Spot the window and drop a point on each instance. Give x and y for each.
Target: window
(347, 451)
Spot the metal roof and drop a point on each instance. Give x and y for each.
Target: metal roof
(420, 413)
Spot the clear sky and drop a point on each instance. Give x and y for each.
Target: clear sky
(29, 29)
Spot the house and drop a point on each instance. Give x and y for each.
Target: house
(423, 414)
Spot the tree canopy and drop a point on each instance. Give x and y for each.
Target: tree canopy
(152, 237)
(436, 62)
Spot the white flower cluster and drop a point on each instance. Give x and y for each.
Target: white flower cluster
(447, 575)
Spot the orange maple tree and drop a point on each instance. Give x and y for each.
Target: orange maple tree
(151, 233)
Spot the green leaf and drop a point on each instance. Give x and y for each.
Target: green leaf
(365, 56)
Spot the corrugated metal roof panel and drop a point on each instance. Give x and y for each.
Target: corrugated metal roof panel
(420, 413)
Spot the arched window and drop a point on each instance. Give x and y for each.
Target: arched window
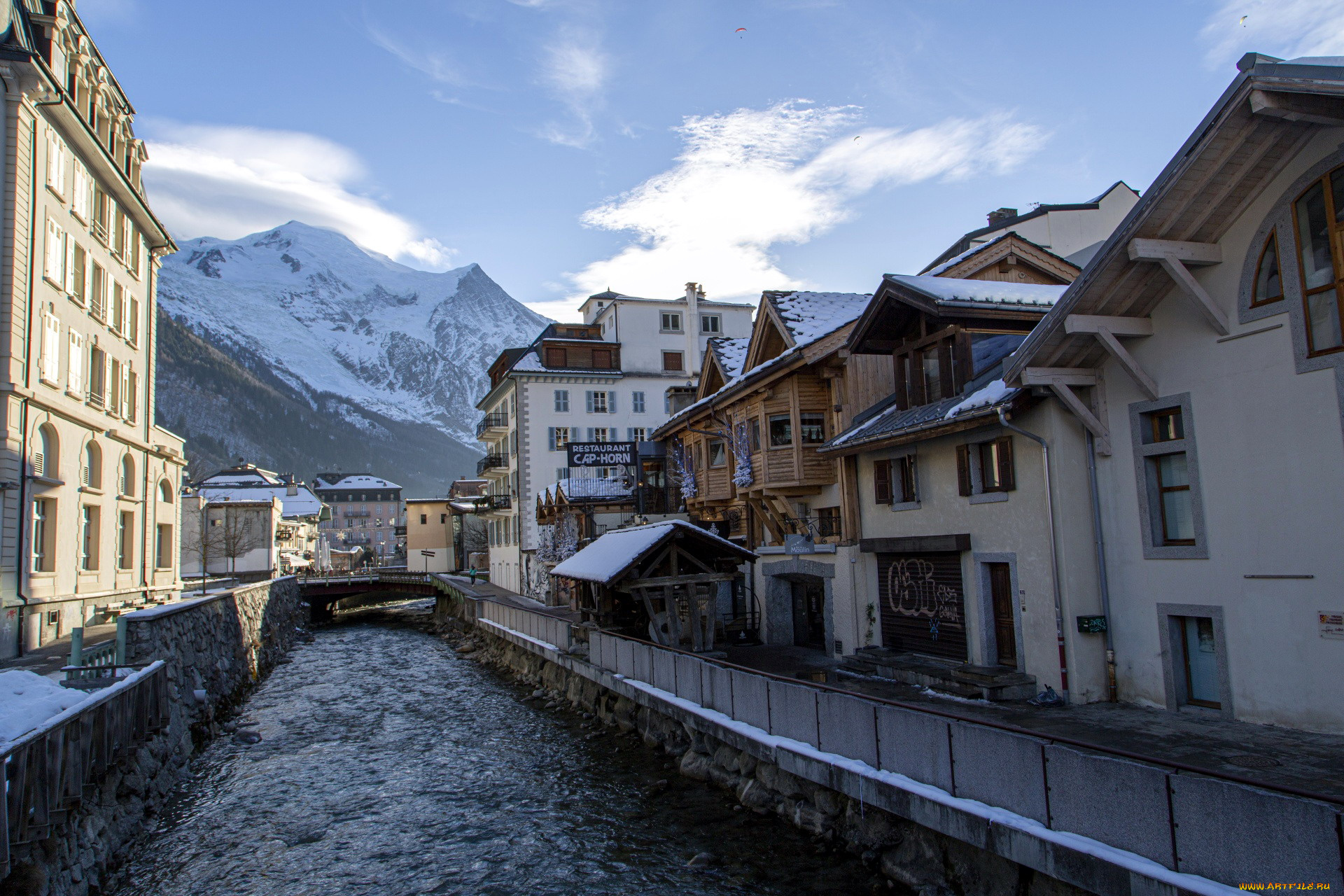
(46, 460)
(92, 472)
(1269, 285)
(1323, 280)
(128, 476)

→ **Exercise details**:
Please retype the entries above word for word, but only from the line containing "Spot the white" through the last line, and without the pictures.

→ **The answer**:
Spot the white flower cluster and drop a point on each instance. Give x and y for each.
Target: white flower cluster
(447, 575)
Spot the orange maple tree and drop a point on each instance. Give x and y for each.
Target: orange maple tree
(151, 233)
Spot the green leaf and drop a point on each instance. Give x and y for each.
Target: green leaf
(365, 56)
Spot the corrugated metal roof panel and drop a point on each instance. Give x and y for each.
Target: corrugated metal roof panel
(420, 413)
Spot the arched window and drop a point on each instance. Give x and y for each.
Target: arched window
(46, 460)
(92, 472)
(1269, 285)
(1323, 280)
(128, 476)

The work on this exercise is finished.